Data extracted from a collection
>>>>

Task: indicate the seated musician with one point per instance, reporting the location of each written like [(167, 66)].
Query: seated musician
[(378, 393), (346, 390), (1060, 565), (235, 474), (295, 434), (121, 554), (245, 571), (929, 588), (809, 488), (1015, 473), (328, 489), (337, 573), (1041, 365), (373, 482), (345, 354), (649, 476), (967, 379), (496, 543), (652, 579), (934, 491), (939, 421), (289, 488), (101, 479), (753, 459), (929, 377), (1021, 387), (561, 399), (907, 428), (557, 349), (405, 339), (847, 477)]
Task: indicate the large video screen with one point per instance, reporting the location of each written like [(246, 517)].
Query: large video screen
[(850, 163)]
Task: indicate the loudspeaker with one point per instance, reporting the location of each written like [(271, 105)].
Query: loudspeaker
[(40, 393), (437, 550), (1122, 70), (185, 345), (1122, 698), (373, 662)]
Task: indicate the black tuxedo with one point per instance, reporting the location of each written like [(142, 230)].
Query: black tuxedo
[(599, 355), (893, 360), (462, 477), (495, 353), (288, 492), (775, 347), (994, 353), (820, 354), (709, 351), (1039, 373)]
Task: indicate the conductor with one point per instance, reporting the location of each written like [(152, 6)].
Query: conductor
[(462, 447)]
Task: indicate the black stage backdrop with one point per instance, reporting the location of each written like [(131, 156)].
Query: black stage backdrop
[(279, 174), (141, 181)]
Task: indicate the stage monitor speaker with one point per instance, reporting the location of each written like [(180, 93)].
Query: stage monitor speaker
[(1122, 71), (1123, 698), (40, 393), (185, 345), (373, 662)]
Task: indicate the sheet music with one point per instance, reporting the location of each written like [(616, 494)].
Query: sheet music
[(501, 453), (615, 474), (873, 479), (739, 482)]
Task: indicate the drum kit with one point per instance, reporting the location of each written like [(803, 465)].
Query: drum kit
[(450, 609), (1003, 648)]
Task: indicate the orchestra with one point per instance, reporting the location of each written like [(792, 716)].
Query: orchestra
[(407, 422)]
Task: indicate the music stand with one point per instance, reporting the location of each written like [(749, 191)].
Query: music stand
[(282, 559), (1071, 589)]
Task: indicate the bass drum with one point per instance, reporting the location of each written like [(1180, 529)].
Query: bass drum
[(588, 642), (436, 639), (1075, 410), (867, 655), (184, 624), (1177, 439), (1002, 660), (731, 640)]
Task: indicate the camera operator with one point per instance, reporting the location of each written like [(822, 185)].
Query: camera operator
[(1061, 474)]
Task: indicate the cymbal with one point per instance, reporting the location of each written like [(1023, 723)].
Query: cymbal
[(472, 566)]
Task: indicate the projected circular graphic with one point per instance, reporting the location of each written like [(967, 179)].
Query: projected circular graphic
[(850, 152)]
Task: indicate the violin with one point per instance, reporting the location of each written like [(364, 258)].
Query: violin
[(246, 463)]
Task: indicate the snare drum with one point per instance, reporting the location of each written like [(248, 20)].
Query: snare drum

<<<<

**EXERCISE OBJECTIVE:** Only the lines from the start of the data to the line holding "Task: indicate the black tuxedo" are wanted; return them exactly, both ends included.

**ANSWER SECTION:**
Task: indicate the seated musician with one point per instance, reporting the location of each written like [(167, 66)].
Query: seated musician
[(378, 393), (346, 390), (1060, 565), (235, 474), (295, 434), (121, 554), (245, 571), (929, 588), (809, 488), (1015, 473), (328, 489), (337, 573), (1041, 365), (373, 482), (345, 354), (649, 476), (967, 379), (496, 543), (652, 579), (934, 491), (939, 421), (289, 488), (101, 479), (753, 459), (929, 377), (1021, 387), (561, 399), (907, 428), (557, 349), (405, 339), (847, 477)]
Task: indicate the large video screen with one point per instance, reporting the location of each written like [(246, 517)].
Query: large video screen
[(850, 163)]
Task: indicate the loudspeaker with one point per instance, reporting the location of each written like [(271, 105)].
Query: loudspeaker
[(40, 393), (437, 550), (1122, 70), (185, 345), (1122, 698), (373, 662)]
Task: indicate the black tuxedo with one point per instance, reporting the location of each written like [(142, 230)].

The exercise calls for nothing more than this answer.